- Work instruction -
Exact copy, no pictures: output all the records that follow.

- The records -

+ + + + + + +

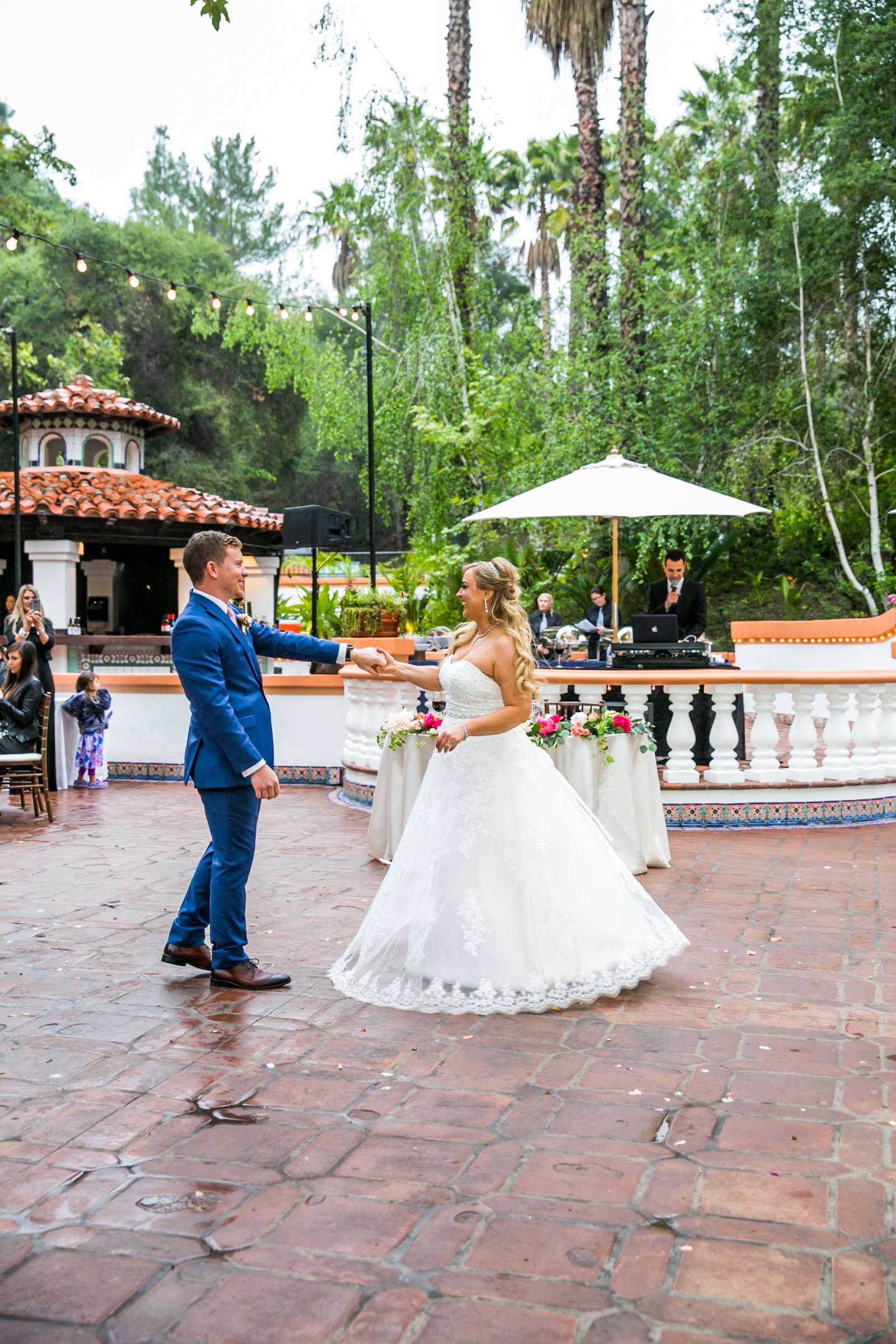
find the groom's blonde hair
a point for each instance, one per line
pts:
(501, 580)
(203, 548)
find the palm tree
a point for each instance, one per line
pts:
(461, 206)
(633, 73)
(581, 30)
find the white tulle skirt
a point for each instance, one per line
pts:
(506, 895)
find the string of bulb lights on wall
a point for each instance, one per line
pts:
(171, 288)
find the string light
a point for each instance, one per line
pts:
(135, 281)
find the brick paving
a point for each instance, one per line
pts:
(706, 1159)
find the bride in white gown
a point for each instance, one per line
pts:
(477, 913)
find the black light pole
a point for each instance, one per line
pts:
(371, 474)
(16, 483)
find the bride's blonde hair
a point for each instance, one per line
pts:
(501, 580)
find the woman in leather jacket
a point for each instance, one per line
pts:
(21, 703)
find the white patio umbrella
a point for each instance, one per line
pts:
(617, 488)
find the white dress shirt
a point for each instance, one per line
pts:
(231, 616)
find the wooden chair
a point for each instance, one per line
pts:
(27, 772)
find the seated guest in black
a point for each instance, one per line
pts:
(601, 615)
(21, 703)
(544, 617)
(679, 596)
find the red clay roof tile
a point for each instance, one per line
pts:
(90, 492)
(82, 398)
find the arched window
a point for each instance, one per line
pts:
(97, 452)
(53, 451)
(132, 458)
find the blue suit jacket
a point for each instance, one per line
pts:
(230, 726)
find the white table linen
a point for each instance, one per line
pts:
(625, 796)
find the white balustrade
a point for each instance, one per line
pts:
(804, 737)
(765, 767)
(887, 729)
(725, 767)
(637, 701)
(837, 734)
(866, 734)
(680, 768)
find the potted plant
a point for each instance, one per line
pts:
(365, 612)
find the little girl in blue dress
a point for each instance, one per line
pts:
(90, 706)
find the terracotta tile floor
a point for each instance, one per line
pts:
(707, 1159)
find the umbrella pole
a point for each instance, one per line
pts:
(615, 580)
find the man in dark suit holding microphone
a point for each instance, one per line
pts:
(679, 596)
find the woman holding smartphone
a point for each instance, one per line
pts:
(29, 623)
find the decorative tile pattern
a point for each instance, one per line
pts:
(159, 772)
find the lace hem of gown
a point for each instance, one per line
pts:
(486, 999)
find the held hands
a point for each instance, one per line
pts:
(450, 738)
(265, 783)
(370, 660)
(386, 663)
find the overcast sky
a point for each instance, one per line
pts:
(104, 73)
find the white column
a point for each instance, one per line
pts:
(837, 736)
(680, 768)
(866, 734)
(261, 586)
(887, 753)
(55, 576)
(804, 737)
(765, 765)
(725, 767)
(104, 580)
(184, 582)
(368, 703)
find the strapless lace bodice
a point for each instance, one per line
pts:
(469, 691)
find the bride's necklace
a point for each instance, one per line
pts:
(483, 633)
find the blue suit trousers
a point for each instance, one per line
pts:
(217, 895)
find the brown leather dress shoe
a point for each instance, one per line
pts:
(248, 976)
(197, 958)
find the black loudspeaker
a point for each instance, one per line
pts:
(314, 526)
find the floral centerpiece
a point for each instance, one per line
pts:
(548, 730)
(602, 726)
(406, 725)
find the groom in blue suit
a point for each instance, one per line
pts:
(230, 752)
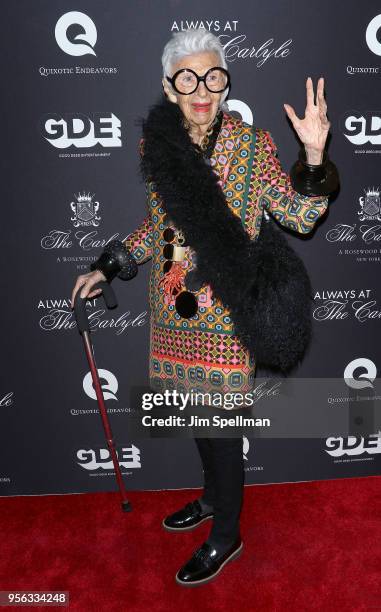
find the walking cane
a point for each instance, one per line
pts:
(84, 330)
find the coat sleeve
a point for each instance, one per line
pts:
(292, 209)
(140, 241)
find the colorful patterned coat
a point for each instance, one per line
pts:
(202, 353)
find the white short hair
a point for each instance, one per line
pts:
(188, 42)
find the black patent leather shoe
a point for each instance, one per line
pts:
(206, 564)
(188, 518)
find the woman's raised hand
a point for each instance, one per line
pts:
(86, 281)
(313, 129)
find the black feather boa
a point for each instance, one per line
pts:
(262, 282)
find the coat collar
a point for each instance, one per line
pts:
(227, 143)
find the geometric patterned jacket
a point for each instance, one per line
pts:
(202, 352)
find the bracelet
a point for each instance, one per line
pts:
(116, 260)
(314, 179)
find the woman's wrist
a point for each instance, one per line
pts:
(314, 157)
(116, 260)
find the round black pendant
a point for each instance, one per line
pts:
(167, 266)
(168, 251)
(186, 304)
(168, 234)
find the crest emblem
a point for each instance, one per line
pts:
(85, 211)
(370, 206)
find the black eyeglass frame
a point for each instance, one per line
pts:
(172, 79)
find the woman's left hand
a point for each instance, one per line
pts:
(313, 129)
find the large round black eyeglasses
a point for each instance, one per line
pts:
(186, 81)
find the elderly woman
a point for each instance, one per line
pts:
(211, 180)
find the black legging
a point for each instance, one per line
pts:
(222, 460)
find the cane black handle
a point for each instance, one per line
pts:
(80, 304)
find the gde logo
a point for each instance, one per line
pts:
(82, 131)
(100, 459)
(353, 445)
(362, 127)
(109, 388)
(89, 35)
(367, 377)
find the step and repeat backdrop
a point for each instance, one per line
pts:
(76, 82)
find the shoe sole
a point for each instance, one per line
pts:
(185, 528)
(233, 556)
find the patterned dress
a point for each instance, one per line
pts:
(202, 353)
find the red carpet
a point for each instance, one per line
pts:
(307, 546)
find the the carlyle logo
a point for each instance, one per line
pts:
(360, 373)
(362, 127)
(368, 213)
(372, 35)
(353, 445)
(235, 44)
(80, 44)
(109, 387)
(370, 206)
(100, 458)
(58, 315)
(80, 130)
(339, 304)
(85, 210)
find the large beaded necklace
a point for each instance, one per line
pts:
(174, 251)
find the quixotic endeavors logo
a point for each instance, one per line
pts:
(80, 130)
(365, 369)
(85, 211)
(246, 446)
(68, 22)
(100, 458)
(371, 36)
(353, 445)
(109, 388)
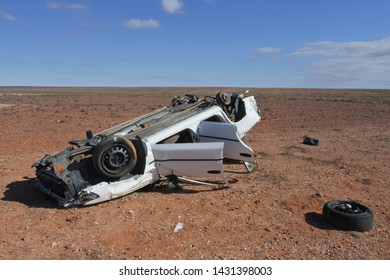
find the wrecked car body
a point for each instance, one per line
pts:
(189, 138)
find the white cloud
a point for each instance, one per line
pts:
(142, 23)
(66, 6)
(359, 63)
(268, 50)
(9, 17)
(346, 49)
(173, 6)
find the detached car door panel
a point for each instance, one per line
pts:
(234, 147)
(189, 159)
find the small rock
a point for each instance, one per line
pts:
(178, 227)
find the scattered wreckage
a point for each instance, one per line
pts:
(189, 138)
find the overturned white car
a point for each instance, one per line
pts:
(189, 138)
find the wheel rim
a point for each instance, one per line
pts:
(115, 159)
(349, 208)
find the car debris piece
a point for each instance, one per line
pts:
(348, 215)
(310, 141)
(189, 138)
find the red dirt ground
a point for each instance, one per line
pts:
(274, 213)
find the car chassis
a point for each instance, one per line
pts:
(189, 138)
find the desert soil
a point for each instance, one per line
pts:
(274, 213)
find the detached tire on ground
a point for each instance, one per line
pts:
(348, 215)
(114, 157)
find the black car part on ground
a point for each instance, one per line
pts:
(348, 215)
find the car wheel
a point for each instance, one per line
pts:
(348, 215)
(114, 157)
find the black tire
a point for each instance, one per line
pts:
(114, 157)
(348, 215)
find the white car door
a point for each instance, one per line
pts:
(234, 147)
(189, 159)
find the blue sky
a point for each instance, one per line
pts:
(223, 43)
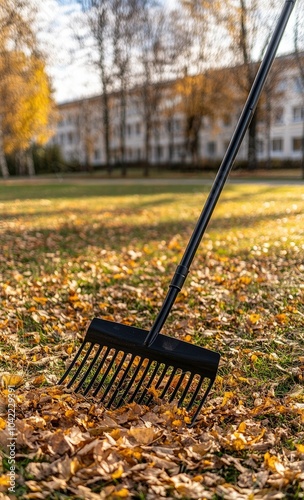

+ + + + + + +

- Completed task -
find the groom's blonde hair
a point for each instance, one per line
pts:
(501, 580)
(203, 548)
find the palm tree
a point for each instance, one per line
pts:
(461, 206)
(633, 73)
(581, 30)
find the white tulle skirt
a point for each instance, one per line
pts:
(506, 895)
find the string of bulb lights on wall
a point for each instance, one per line
pts:
(171, 288)
find the string light
a point for each instance, one per line
pts:
(135, 281)
find the brick paving
a point for each instance, one per line
pts:
(706, 1159)
find the bride in white gown
a point for each instance, one per line
pts:
(477, 913)
find the black light pole
a point for each instance, one per line
pts:
(371, 474)
(16, 483)
find the bride's blonde hair
a point for each instance, one per line
pts:
(501, 580)
find the woman in leather jacket
a point for each instance, one per line
pts:
(21, 703)
find the white patio umbrella
a point for each instance, one per line
pts:
(617, 488)
find the white dress shirt
a point for each instance, one per line
pts:
(231, 616)
find the wooden chair
a point for each instance, one per line
pts:
(27, 772)
find the seated guest in black
a point for each instance, one per line
pts:
(601, 615)
(21, 703)
(544, 617)
(679, 596)
find the red clay roof tile
a point for each instance, one per line
pts:
(90, 492)
(82, 398)
find the arched window
a point for each instance, one per line
pts:
(97, 452)
(53, 451)
(132, 458)
find the blue suit jacket
a point for each instance, one per line
pts:
(230, 726)
find the white table linen
a point for each instance, one per line
pts:
(625, 796)
find the white balustrade
a point for each instance, one per line
pts:
(804, 737)
(765, 767)
(887, 729)
(725, 767)
(637, 701)
(837, 734)
(866, 734)
(680, 768)
find the potted plant
a point for each instance, one per line
pts:
(365, 612)
find the little girl in blue dress
a point for each instance, one per line
pts:
(90, 706)
find the terracotta tile floor
a point for each instance, one per line
pts:
(707, 1159)
find the umbrella pole
a point for each instance, one per line
pts:
(615, 580)
find the man in dark suit holding microphone
a point for each instance, one per line
pts:
(679, 596)
find the woman holding smartphone
a point for each instance, one per line
pts:
(29, 623)
find the decorative tile pattern
a point for each instance, one per line
pts:
(159, 772)
find the lace hem of gown
a point for each instance, one per line
pts:
(486, 999)
find the held hands
a point for each instance, one per line
pts:
(450, 738)
(265, 783)
(370, 660)
(386, 663)
find the overcast sky
a point for each instance, one per line
pts:
(104, 73)
find the white column
a point for each instance, one per line
pts:
(837, 736)
(680, 768)
(866, 734)
(261, 586)
(887, 753)
(55, 576)
(804, 737)
(765, 765)
(725, 767)
(104, 580)
(184, 582)
(368, 703)
find the strapless lace bodice
a point for each instance, one per line
pts:
(469, 691)
find the bride's necklace
a point for each instance, one per line
pts:
(483, 633)
find the blue suit trousers
a point for each instance, one per line
pts:
(217, 895)
find the brown leather dress shoe
a point for each instance, one per line
pts:
(248, 976)
(197, 958)
find the black loudspeaker
a point for each instance, one per line
pts:
(314, 526)
find the floral centerpiece
a point for each instance, one per line
pts:
(548, 730)
(602, 726)
(406, 725)
find the groom in blue suit
a point for each instance, one per line
pts:
(230, 752)
find the walking cane
a point for each instance, one per line
pts:
(84, 330)
find the coat sleeve
a point for each instance, one per line
pts:
(292, 209)
(140, 241)
find the colorful patterned coat
a point for each instance, one per line
pts:
(202, 353)
find the white short hair
a point for each instance, one per line
pts:
(188, 42)
find the black patent leather shoe
a point for each instance, one per line
pts:
(206, 564)
(188, 518)
find the woman's raised hand
a point for each instance, one per line
pts:
(86, 281)
(313, 129)
find the black feather boa
a point for each instance, one per line
pts:
(262, 282)
find the coat collar
a point for each instance, one per line
pts:
(227, 143)
find the geometric patterned jacket
a point for each instance, one per line
pts:
(202, 352)
find the bracelet
a point for each instance, one per line
pts:
(116, 260)
(314, 179)
find the woman's wrist
a point for each instance, one per line
pts:
(314, 157)
(116, 260)
find the round black pendant
a point for each instance, one per line
pts:
(167, 266)
(168, 251)
(186, 304)
(168, 234)
find the crest emblem
a point for each instance, one per line
pts:
(85, 211)
(370, 206)
find the black eyeglass frame
a point for each instance, one per line
pts:
(172, 79)
find the woman's left hand
a point for each instance, one per line
pts:
(313, 129)
find the large round black eyeglasses
a point for each instance, one per line
pts:
(186, 81)
find the elderly woman
a point for each instance, one per line
pts:
(211, 180)
find the black legging
a point for each instance, one per line
pts:
(222, 460)
find the cane black handle
a point for each instance, one per line
pts:
(80, 304)
find the gde logo
a point for each instance, one per line
pts:
(82, 131)
(100, 459)
(353, 445)
(362, 127)
(109, 388)
(89, 35)
(367, 377)
find the step and repeat backdrop
a point for each instance, one per line
pts:
(76, 82)
find the shoe sole
a point for each instance, one per line
pts:
(185, 528)
(233, 556)
find the patterned dress
a point for each instance, one per line
pts:
(202, 353)
find the red carpet
a point for each instance, one per line
pts:
(307, 546)
find the the carlyle logo
a point for each instance, one per line
pts:
(360, 373)
(362, 127)
(368, 213)
(372, 35)
(353, 445)
(235, 44)
(80, 44)
(109, 387)
(370, 206)
(100, 458)
(58, 315)
(80, 130)
(339, 304)
(85, 210)
find the large beaded necklace
a point for each instance, one per line
pts:
(174, 251)
find the quixotic endeavors logo
a point for each instance, one per line
pts:
(80, 130)
(365, 369)
(85, 211)
(246, 446)
(68, 22)
(100, 458)
(371, 36)
(353, 445)
(109, 388)
find the wrecked car body
a point for each instance, one per line
pts:
(189, 138)
find the white cloud
a point for each instance, one per line
pts:
(142, 23)
(66, 6)
(359, 63)
(268, 50)
(9, 17)
(346, 49)
(173, 6)
find the detached car door panel
a point for each instance, one per line
pts:
(234, 147)
(189, 159)
find the small rock
a point for each instance, one per line
pts:
(178, 227)
find the scattered wreckage
a point for each instance, one per line
pts:
(189, 138)
find the overturned white car
a point for each instance, one per line
pts:
(189, 138)
find the wheel rim
a point for each instance, one per line
pts:
(115, 159)
(349, 208)
find the car debris piece
a point for each instance, one per line
pts:
(348, 215)
(310, 141)
(189, 138)
find the red dirt ground
a point for each instance, one per line
pts:
(274, 213)
find the car chassis
a point for each instance, one per line
pts:
(189, 138)
find the desert soil
a point for each instance, one per line
pts:
(274, 213)
find the detached tire on ground
a point for each instance, one per line
pts:
(348, 215)
(114, 157)
find the black car part on ground
a point for each instance, one per line
pts:
(348, 215)
find the car wheel
a point for each instance, one per line
pts:
(348, 215)
(114, 157)
find the black tire
a point for each instance, one per line
pts:
(114, 157)
(348, 215)
find the white car door
a point for each instance, one per line
pts:
(234, 147)
(189, 159)
find the blue sky
a point for each instance, one per line
pts:
(223, 43)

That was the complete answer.